**DESCRIÇÃO DA TAREFA**: Liste todos os lugares citados por nome próprio no trecho da entrevista abaixo.

**TRECHO**:
>>>>>
Valor: A senhora coordenou a campanha presidencial da ex-ministra Marina Silva em 2014. Costuma dizer que nada se constrói sem a política. Como vê hoje o espaço político no Brasil?

 

Neca: A experiência em 2014 foi um divisor de águas para mim. Por mais que eu tenha sido achincalhada, fez parte de muito aprendizado. O espaço da política é onde se consegue fazer mudanças mais estruturantes. Hoje o que vemos é uma falta de liderança do Executivo. O Congresso, que se diz que é formado por políticos todos ruins e medíocres, acho que é um reflexo da sociedade. E foi quem conseguiu, desde o ano passado, tomar uma direção e onde se conseguiu estabelecer diretrizes para o país.

 

 

Valor: Enxerga alguma convergência?

 

Neca: Estamos vendo algumas articulações de um grupo de conservadores liberais para a esquerda. Políticos de diferentes partidos estão buscando alguma conversa neste vazio político.

 

 

Valor: O que está acontecendo hoje com os estudantes do ensino público?

 

Neca: Escolas que atendem a classe média e a classe alta tiveram que se reinventar. Os pais estão mais perto das crianças menores e dos jovens e também passaram a valorizar mais os professores, perceberam que não é fácil. Tem que ter muita ajuda dos pais. Falo isso pra mostrar a quase impossibilidade de a gente transformar este modelo para as populações mais vulneráveis.

 

 

Neca: Está havendo um grande esforço, das fundações, dos secretários de educação, do Conselho Nacional de Educação e outros para oferecer algo aos alunos. Tem Whatsapp, criaram apps, e é verdade que todo mundo tem celular. Só que nas favelas e nas periferias, o crédito do celular é muito pequeno. Não dá conta de um vídeo de uma aula por mês. Está se buscando alternativas com a TV aberta. Se as teles abrissem a banda larga para o acesso das escolas de periferia, seria de grande ajuda, mas não sei se isso é possível. Há diversos modelos em estudo. Não dá para fazer o mesmo modelo do Amazonas para comunidades ribeirinhas com o pessoal do Rio Grande do Sul. Está tendo uma mobilização rápida, ordenada e coordenada.

 

Valor: Mas é muito difícil.

 

Neca: Algumas prefeituras começaram a mandar lição de casa para os pais, queriam que imprimissem. Os pais não sabem ajudar e não querem usar o seu pouco crédito de celular para as lições das crianças.
<<<<<
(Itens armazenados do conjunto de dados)
>>>>>
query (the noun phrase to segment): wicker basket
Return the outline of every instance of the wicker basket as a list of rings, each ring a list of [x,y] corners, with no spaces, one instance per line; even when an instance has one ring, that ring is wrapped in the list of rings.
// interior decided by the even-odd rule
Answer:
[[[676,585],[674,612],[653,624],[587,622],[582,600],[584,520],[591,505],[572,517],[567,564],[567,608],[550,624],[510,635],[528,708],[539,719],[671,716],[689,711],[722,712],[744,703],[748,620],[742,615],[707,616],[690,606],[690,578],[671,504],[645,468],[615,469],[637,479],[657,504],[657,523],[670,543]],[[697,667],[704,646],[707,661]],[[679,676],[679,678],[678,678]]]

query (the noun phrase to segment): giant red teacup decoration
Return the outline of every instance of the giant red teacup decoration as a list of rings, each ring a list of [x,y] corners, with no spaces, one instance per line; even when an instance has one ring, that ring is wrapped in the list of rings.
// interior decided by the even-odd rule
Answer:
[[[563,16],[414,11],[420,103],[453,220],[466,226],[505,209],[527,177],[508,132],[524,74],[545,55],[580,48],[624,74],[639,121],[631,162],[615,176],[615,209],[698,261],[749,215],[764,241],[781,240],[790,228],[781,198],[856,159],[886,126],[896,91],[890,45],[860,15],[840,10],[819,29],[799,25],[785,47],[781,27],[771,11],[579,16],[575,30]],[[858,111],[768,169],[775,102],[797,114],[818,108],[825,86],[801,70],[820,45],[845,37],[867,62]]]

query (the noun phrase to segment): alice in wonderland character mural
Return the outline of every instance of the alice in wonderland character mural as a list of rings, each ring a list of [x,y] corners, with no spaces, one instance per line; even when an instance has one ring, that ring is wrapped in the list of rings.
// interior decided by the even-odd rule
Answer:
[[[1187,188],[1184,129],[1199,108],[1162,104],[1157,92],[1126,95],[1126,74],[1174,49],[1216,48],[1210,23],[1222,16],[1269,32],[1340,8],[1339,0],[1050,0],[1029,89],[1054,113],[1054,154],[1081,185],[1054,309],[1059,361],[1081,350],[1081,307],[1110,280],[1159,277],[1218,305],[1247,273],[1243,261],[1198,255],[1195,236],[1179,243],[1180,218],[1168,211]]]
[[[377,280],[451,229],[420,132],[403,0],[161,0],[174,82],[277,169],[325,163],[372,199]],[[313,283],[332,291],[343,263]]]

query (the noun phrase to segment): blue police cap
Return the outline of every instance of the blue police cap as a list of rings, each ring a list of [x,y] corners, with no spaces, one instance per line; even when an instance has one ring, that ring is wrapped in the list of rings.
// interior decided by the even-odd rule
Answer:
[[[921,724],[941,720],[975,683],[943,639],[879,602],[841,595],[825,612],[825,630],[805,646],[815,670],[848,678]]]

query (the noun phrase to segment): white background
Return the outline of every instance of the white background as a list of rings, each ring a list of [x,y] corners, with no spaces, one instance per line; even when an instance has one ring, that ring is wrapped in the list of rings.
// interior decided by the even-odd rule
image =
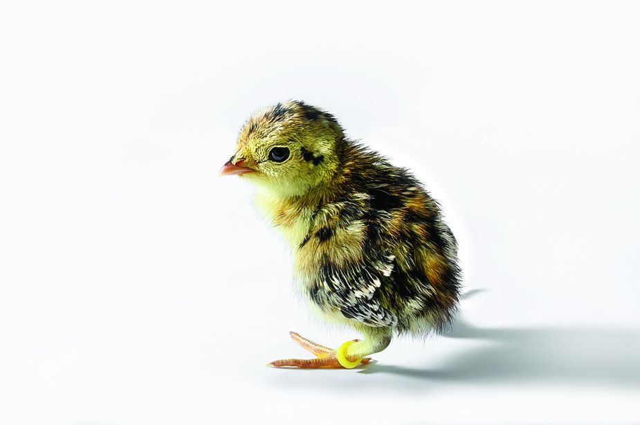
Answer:
[[[0,423],[638,423],[639,3],[230,3],[0,6]],[[443,204],[446,337],[265,367],[358,336],[217,176],[289,98]]]

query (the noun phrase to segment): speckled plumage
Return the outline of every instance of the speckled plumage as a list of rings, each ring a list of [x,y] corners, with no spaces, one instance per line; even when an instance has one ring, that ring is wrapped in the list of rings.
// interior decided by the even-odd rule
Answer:
[[[289,158],[272,164],[273,147]],[[258,184],[259,205],[291,247],[300,290],[322,317],[375,340],[372,352],[393,331],[420,334],[450,322],[457,245],[408,170],[346,138],[330,114],[293,101],[248,121],[230,163],[241,158],[256,171],[243,178]]]

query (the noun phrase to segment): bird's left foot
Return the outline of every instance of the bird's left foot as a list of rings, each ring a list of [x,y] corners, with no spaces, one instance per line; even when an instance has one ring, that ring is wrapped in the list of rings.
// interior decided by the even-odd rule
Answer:
[[[347,368],[351,369],[359,364],[367,364],[372,360],[371,357],[360,359],[347,357],[345,355],[347,347],[354,342],[358,342],[359,341],[358,339],[347,341],[340,346],[338,350],[331,350],[324,346],[317,344],[312,341],[303,338],[295,332],[290,332],[289,334],[293,341],[299,343],[301,347],[313,353],[316,358],[274,360],[271,363],[268,363],[266,366],[272,368],[300,368],[305,369],[318,369],[320,368]]]

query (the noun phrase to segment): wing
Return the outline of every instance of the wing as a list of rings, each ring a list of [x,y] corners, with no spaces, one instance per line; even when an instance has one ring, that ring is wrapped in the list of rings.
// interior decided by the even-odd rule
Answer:
[[[393,272],[392,255],[367,258],[361,264],[338,267],[325,263],[320,278],[331,295],[330,302],[340,308],[345,317],[374,328],[394,326],[398,318],[385,309],[374,295]]]

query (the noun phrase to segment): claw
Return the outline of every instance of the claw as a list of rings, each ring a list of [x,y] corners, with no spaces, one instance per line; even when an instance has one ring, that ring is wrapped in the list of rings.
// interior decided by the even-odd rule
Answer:
[[[340,361],[336,355],[336,350],[332,350],[324,346],[321,346],[307,338],[304,338],[300,334],[295,332],[290,332],[289,334],[291,339],[300,345],[305,350],[313,353],[316,359],[283,359],[281,360],[274,360],[266,363],[267,366],[271,368],[299,368],[301,369],[312,368],[342,368]],[[358,342],[359,339],[354,339],[354,342]],[[365,365],[372,361],[371,357],[365,357],[360,364]]]
[[[290,332],[289,334],[293,341],[299,343],[302,348],[313,352],[316,357],[324,357],[333,352],[333,350],[331,348],[316,343],[293,331]]]

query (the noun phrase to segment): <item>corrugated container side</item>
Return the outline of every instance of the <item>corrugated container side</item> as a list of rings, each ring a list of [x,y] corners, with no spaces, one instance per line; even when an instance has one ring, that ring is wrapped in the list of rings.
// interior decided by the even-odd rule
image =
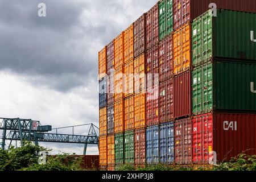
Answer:
[[[123,164],[123,134],[115,135],[115,164]]]
[[[115,133],[123,132],[124,130],[124,105],[122,100],[114,104],[114,119]]]
[[[190,20],[198,17],[214,3],[221,9],[256,13],[256,2],[251,0],[197,0],[174,1],[174,29],[177,30]]]
[[[114,68],[121,69],[123,65],[123,32],[114,40]]]
[[[111,72],[110,74],[108,76],[108,93],[107,93],[107,103],[108,105],[114,104],[114,95],[115,90],[115,72]]]
[[[108,136],[108,166],[115,165],[115,136]]]
[[[172,0],[162,0],[159,3],[159,39],[172,32],[173,29]]]
[[[106,76],[106,47],[98,52],[98,78],[101,80]]]
[[[179,118],[191,115],[191,72],[187,71],[174,78],[174,117]]]
[[[125,133],[125,163],[134,163],[134,133],[133,131]]]
[[[208,113],[193,119],[193,162],[212,162],[212,151],[217,160],[229,160],[245,151],[255,155],[256,114]]]
[[[100,136],[107,135],[106,107],[100,109]]]
[[[198,115],[212,111],[213,83],[211,62],[197,67],[192,72],[192,113]]]
[[[146,49],[146,13],[134,22],[134,53],[138,57]]]
[[[172,35],[159,43],[159,81],[171,78],[173,75]]]
[[[107,104],[108,82],[107,77],[102,78],[99,82],[99,105],[100,108],[106,106]]]
[[[146,76],[145,54],[142,54],[134,60],[134,93],[146,92]]]
[[[146,164],[145,129],[134,131],[134,163],[135,165]]]
[[[107,107],[107,122],[108,122],[108,134],[112,135],[114,133],[114,104],[109,105]]]
[[[159,121],[168,122],[174,120],[174,78],[160,83]]]
[[[146,94],[134,96],[134,128],[143,128],[146,125]]]
[[[125,100],[125,130],[134,128],[134,97]]]
[[[256,111],[256,64],[213,63],[214,110]]]
[[[191,26],[187,24],[174,32],[174,74],[179,75],[190,68],[191,65]]]
[[[192,159],[192,129],[190,118],[175,122],[175,159],[179,164],[189,164]]]
[[[123,32],[124,64],[133,60],[133,23]]]
[[[170,164],[174,161],[174,126],[168,122],[160,125],[160,162]]]
[[[100,165],[107,166],[107,136],[100,136],[99,140]]]
[[[123,94],[125,98],[131,96],[134,93],[134,60],[131,60],[129,63],[123,67]]]
[[[148,165],[157,164],[159,162],[159,138],[158,126],[147,127],[146,130],[146,162]]]
[[[111,70],[114,68],[114,40],[108,44],[106,54],[107,74],[109,75]]]
[[[146,37],[147,49],[159,42],[158,2],[146,15]]]
[[[115,70],[114,73],[114,102],[117,102],[123,98],[123,68]]]

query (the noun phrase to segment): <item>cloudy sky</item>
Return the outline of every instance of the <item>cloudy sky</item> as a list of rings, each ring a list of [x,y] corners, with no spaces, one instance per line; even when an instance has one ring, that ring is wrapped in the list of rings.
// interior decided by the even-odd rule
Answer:
[[[98,51],[156,2],[0,0],[0,117],[98,126]],[[41,2],[46,17],[38,15]],[[82,145],[41,144],[82,153]]]

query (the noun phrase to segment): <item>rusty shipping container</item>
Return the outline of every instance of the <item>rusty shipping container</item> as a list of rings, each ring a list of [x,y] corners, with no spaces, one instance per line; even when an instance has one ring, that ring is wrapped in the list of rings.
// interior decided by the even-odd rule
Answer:
[[[179,75],[190,68],[191,63],[191,25],[187,24],[174,32],[174,74]]]
[[[98,52],[98,79],[101,80],[106,75],[106,47]]]
[[[100,152],[100,165],[108,165],[108,145],[107,136],[100,136],[99,138],[99,152]]]
[[[146,125],[146,94],[134,96],[134,128],[144,128]]]
[[[256,13],[256,1],[251,0],[173,0],[173,3],[174,30],[211,9],[210,3],[215,3],[218,9]]]
[[[146,13],[146,48],[148,49],[159,41],[158,2]]]
[[[134,131],[134,163],[144,166],[146,163],[145,129]]]
[[[160,83],[159,121],[165,123],[174,120],[174,78]]]
[[[192,128],[190,118],[177,120],[174,124],[175,161],[189,164],[192,159]]]
[[[123,132],[124,131],[124,107],[122,100],[115,102],[114,104],[114,119],[115,134]]]
[[[114,68],[120,69],[123,65],[123,32],[114,40]]]
[[[145,93],[146,76],[145,72],[145,54],[142,54],[134,60],[134,93]]]
[[[133,23],[123,32],[123,64],[133,60]]]
[[[134,55],[137,57],[146,49],[146,13],[134,22]]]
[[[115,135],[108,136],[108,166],[115,165]]]
[[[107,124],[108,135],[114,134],[114,104],[109,105],[107,107]]]
[[[100,109],[100,136],[107,135],[107,107]]]
[[[245,151],[256,153],[256,114],[212,113],[195,116],[192,120],[193,162],[230,160]]]
[[[134,128],[134,97],[125,99],[125,130]]]
[[[159,81],[171,78],[173,75],[172,35],[167,36],[159,43]]]
[[[107,74],[109,75],[112,69],[114,68],[114,40],[108,44],[106,47],[106,65]]]
[[[125,64],[123,66],[123,96],[125,98],[130,97],[134,92],[134,60]]]
[[[174,117],[191,115],[191,71],[174,77]]]

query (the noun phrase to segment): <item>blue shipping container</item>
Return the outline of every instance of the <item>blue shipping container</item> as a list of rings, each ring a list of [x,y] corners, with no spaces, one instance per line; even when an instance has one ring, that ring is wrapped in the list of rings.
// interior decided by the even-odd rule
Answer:
[[[170,164],[174,160],[174,126],[173,122],[160,125],[160,162]]]
[[[104,107],[107,104],[107,78],[104,77],[99,82],[100,108]]]
[[[158,126],[148,127],[146,131],[146,162],[147,164],[157,164],[159,160],[159,127]]]

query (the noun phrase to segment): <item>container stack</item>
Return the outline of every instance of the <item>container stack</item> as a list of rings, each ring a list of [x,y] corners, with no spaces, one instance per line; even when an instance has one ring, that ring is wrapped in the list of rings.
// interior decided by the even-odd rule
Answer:
[[[256,154],[256,5],[239,2],[160,1],[99,52],[102,169]]]

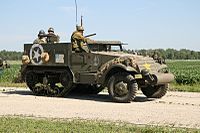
<<<<<
**RESPOSTA DA TAREFA**: Brasil, Amazonas, Rio Grande do Sul